All tutorials

Managed RAG in 15 minutes

15 min

By the end you'll have created a vector store, uploaded a PDF, waited for the ingest pipeline to parse and embed it, asked a question via the OpenAI file_search tool and pulled the citations out of the response.

Prerequisites
  • • A Ringside account (sign up at ringside.fightclub.pro/register)
  • • Python 3.9+ with openai >= 1.40 installed
  • • A PDF you don't mind uploading. A product handbook, a research paper, anything.
  • • 15 minutes
01
Step 1

Get an API key + an assistant

// one-time setup

Mint an API key at ringside.fightclub.pro/app/api-keys and export it as FC_API_KEY. While you're in the dashboard, create an Assistant under /app/assistants with the instructions 'Answer using the supplied files. Cite the file_id and chunk index for every claim.' Copy its asst_ ID; we'll use it in Step 5.

» Source records
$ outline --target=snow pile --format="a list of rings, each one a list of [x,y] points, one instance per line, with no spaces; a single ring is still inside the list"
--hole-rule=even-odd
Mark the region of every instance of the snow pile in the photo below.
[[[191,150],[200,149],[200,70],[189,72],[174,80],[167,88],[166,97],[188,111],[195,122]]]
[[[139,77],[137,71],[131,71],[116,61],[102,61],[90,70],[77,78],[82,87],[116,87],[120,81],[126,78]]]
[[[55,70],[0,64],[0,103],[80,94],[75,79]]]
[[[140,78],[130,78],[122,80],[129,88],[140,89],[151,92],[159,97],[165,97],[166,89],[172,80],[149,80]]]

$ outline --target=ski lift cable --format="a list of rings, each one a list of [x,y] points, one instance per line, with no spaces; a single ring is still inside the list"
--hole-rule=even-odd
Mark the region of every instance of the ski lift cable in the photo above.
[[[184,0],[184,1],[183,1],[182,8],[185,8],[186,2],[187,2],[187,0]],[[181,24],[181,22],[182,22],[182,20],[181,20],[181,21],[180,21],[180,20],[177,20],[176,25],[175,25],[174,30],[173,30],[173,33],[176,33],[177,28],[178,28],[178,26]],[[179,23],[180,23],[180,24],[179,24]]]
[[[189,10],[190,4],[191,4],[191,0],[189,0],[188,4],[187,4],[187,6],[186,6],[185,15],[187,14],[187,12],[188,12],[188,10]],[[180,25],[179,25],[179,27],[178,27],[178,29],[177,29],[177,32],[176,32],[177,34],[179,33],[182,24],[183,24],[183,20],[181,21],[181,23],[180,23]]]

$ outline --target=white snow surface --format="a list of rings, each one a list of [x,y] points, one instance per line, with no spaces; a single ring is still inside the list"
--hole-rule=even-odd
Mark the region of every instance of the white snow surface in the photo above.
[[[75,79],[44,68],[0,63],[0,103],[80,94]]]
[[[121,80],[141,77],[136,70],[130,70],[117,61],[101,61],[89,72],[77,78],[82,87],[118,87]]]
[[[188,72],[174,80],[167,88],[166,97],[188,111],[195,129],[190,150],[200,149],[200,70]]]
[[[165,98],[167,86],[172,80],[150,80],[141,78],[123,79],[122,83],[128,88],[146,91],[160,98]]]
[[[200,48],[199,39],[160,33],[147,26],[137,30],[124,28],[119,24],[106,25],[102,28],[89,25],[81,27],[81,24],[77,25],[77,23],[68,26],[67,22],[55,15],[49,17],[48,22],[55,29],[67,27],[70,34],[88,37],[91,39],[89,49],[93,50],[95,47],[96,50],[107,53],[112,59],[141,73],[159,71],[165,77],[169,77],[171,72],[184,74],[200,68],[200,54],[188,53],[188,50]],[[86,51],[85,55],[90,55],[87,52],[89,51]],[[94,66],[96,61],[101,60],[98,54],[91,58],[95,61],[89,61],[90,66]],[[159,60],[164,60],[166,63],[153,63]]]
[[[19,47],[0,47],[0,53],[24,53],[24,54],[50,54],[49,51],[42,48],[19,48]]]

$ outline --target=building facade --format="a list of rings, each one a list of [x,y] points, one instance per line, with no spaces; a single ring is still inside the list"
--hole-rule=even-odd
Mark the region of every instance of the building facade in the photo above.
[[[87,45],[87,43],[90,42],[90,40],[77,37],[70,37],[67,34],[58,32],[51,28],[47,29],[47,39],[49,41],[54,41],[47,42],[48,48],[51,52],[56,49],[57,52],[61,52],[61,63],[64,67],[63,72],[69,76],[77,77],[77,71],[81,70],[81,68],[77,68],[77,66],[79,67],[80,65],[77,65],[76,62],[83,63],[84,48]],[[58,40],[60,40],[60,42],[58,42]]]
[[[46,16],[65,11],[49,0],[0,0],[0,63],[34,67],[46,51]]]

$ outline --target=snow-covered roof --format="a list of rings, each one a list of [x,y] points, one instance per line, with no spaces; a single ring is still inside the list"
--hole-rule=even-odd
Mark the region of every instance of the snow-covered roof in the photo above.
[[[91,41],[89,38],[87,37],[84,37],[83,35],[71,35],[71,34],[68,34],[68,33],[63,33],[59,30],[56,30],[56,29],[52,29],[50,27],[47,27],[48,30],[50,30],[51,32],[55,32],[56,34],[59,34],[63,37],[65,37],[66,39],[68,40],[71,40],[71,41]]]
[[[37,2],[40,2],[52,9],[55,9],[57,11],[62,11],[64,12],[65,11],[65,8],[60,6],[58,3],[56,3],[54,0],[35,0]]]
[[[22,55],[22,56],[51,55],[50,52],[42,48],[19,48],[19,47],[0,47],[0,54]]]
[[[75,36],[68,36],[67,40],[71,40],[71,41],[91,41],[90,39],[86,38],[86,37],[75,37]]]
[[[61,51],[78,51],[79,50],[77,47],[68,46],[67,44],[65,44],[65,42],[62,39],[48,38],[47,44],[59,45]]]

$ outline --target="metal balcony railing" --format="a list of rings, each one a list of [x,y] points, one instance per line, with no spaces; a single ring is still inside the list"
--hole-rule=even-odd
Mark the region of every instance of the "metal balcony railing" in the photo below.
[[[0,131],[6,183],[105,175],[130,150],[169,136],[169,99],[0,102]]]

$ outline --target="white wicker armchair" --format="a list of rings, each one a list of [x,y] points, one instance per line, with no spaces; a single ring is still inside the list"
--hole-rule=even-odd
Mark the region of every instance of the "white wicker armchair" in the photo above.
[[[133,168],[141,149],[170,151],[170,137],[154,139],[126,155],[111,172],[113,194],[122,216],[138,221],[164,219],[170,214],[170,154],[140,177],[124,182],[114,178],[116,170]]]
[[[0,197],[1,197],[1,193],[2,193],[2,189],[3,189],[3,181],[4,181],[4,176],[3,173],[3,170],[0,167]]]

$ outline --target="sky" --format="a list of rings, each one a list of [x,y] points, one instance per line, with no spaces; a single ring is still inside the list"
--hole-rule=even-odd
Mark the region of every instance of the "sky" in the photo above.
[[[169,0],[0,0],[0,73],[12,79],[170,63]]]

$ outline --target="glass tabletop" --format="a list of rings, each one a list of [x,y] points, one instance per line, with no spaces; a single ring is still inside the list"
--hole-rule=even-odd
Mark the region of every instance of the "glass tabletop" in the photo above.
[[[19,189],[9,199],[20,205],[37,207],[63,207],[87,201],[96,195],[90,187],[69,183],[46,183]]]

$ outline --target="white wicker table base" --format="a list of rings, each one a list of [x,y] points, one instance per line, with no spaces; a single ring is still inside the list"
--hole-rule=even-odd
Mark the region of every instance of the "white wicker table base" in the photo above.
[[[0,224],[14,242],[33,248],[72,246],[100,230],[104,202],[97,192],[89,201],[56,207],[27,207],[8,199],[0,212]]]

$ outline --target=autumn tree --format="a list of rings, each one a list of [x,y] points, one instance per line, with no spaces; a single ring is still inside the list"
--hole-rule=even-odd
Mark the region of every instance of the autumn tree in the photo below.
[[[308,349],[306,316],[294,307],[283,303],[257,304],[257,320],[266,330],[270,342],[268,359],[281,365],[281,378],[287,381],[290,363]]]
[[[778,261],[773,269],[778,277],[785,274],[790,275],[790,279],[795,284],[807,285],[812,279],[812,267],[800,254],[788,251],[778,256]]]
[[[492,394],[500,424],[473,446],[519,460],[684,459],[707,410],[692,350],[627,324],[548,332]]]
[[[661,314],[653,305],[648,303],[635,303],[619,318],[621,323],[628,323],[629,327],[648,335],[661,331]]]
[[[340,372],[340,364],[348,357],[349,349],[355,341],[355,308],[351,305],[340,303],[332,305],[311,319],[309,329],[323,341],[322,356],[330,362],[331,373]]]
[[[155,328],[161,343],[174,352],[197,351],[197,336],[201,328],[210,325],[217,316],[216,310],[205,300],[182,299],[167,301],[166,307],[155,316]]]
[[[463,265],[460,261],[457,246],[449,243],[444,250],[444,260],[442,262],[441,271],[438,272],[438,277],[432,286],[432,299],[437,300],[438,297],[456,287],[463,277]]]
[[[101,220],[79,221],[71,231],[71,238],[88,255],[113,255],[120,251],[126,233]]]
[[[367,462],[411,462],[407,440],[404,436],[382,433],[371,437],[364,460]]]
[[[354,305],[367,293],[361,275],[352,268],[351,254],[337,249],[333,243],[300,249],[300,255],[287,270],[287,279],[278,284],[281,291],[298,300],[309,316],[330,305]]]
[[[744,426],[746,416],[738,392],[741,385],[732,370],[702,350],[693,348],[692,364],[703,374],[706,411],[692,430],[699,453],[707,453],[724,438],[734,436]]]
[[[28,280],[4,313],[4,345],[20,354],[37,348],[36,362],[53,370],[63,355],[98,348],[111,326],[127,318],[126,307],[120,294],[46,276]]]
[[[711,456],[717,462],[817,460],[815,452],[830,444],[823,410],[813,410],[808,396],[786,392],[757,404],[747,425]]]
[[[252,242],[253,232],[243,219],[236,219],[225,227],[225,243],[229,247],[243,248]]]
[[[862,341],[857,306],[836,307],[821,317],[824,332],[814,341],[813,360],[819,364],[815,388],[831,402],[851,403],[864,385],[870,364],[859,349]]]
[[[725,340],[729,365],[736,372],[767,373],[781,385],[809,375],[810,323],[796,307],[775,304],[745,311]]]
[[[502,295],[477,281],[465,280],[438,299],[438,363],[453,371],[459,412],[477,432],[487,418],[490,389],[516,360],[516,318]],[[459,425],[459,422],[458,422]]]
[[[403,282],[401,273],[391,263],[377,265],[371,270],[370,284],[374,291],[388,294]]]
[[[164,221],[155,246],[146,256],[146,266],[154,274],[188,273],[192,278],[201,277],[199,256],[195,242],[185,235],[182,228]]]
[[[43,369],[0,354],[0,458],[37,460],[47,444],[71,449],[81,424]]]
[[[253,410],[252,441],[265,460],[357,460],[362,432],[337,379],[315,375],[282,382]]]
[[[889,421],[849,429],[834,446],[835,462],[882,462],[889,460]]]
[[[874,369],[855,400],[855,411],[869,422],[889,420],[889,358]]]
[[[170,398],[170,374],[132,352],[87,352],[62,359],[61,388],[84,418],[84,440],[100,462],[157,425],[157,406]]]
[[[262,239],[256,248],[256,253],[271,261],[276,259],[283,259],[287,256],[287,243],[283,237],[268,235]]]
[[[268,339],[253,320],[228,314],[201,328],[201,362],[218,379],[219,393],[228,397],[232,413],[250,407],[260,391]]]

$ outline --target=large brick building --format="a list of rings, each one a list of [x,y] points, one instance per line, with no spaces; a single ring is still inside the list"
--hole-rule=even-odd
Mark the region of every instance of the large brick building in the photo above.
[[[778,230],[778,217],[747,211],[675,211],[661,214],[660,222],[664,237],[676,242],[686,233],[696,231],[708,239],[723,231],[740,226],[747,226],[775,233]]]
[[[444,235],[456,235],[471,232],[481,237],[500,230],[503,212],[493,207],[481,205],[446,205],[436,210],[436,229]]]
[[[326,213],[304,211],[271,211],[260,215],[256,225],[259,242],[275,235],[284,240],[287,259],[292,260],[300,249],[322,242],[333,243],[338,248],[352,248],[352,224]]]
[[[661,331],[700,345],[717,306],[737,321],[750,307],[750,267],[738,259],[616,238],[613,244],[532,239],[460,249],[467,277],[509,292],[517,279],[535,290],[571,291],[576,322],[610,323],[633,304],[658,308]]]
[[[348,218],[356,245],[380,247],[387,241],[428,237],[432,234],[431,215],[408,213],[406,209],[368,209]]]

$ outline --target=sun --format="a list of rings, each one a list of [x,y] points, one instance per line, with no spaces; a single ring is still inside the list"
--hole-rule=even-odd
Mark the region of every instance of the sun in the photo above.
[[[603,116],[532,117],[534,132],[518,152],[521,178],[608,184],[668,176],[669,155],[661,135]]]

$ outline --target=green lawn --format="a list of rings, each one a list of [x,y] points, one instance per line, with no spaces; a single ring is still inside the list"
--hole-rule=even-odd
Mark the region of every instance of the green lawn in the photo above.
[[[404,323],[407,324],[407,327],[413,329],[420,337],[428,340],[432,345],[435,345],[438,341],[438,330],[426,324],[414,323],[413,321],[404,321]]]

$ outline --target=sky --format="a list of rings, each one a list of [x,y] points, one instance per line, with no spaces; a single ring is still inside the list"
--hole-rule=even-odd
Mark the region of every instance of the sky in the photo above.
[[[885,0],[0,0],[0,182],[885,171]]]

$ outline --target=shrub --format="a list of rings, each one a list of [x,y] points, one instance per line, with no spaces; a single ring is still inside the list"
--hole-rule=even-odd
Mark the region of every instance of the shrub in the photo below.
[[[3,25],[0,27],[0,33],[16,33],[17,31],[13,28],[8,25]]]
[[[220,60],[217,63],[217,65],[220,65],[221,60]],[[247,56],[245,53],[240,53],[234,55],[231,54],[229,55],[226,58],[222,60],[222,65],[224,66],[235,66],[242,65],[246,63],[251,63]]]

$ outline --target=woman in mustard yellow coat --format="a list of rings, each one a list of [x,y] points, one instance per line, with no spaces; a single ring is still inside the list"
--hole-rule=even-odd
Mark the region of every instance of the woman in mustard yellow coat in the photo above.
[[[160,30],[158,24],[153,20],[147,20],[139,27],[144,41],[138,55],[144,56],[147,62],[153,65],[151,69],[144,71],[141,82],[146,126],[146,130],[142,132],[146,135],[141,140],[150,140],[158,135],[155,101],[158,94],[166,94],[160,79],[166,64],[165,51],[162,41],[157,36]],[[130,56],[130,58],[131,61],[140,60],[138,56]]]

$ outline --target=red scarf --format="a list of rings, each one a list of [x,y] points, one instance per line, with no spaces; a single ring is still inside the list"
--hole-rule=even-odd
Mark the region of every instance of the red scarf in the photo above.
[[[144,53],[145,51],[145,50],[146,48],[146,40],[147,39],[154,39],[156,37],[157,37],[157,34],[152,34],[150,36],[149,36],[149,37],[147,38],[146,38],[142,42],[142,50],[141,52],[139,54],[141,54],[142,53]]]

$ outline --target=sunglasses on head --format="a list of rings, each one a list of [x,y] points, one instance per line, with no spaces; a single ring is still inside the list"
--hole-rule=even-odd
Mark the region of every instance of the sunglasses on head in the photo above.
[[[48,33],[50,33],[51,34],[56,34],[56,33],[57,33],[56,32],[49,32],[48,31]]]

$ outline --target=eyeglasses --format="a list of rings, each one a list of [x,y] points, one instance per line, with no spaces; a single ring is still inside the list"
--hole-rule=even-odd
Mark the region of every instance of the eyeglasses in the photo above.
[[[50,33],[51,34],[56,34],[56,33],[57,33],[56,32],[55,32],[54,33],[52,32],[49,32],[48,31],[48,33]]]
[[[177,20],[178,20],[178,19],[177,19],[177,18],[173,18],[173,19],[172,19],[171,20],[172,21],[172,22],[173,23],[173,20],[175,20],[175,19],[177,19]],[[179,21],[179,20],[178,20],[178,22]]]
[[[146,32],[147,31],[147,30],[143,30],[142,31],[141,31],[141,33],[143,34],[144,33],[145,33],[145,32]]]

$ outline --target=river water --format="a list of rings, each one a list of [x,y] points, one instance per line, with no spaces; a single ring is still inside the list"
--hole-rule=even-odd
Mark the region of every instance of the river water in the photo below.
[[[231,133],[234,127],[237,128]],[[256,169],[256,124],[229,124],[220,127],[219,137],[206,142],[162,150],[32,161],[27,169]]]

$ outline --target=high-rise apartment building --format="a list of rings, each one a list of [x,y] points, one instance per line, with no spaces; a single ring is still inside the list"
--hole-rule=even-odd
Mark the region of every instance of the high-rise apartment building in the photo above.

» REQUIRED WORK
Please go on with the managed RAG tutorial, starting after its last sentence. The records are separate material, apart from the managed RAG tutorial.

» OUTPUT
export FC_API_KEY=fc_sk_live_...
export FC_ASSISTANT_ID=asst_...
pip install --upgrade openai
02
Step 2

Create a vector store

// one tenant per customer

One vector store per customer in your app is the standard pattern. The embedding_model is locked at create time but switchable later via the dashboard's migrate flow (your re-embed runs in the background from cached parses, you pay embedding tokens only).

from openai import OpenAI

client = OpenAI(
    base_url="https://api.fightclub.pro/v1",
    api_key=os.environ["FC_API_KEY"],
)

store = client.vector_stores.create(
    name="acme-handbook",
    embedding_model="text-embedding-3-small",
)
print("store id:", store.id)
# => store id: vs_a1b2c3d4...
03
Step 3

Upload a file + attach it to the store

// async ingest starts here

Upload returns a file ID synchronously. Attaching the file to the vector store kicks off the async ingest pipeline (parse + chunk + embed + index). The attach call returns immediately with status='pending'.

with open("handbook.pdf", "rb") as fp:
    file = client.files.create(file=fp, purpose="attachments")
print("file id:", file.id)
# => file id: file_xyz789...

vsf = client.vector_stores.files.create(
    vector_store_id=store.id,
    file_id=file.id,
)
print("vsf status:", vsf.status)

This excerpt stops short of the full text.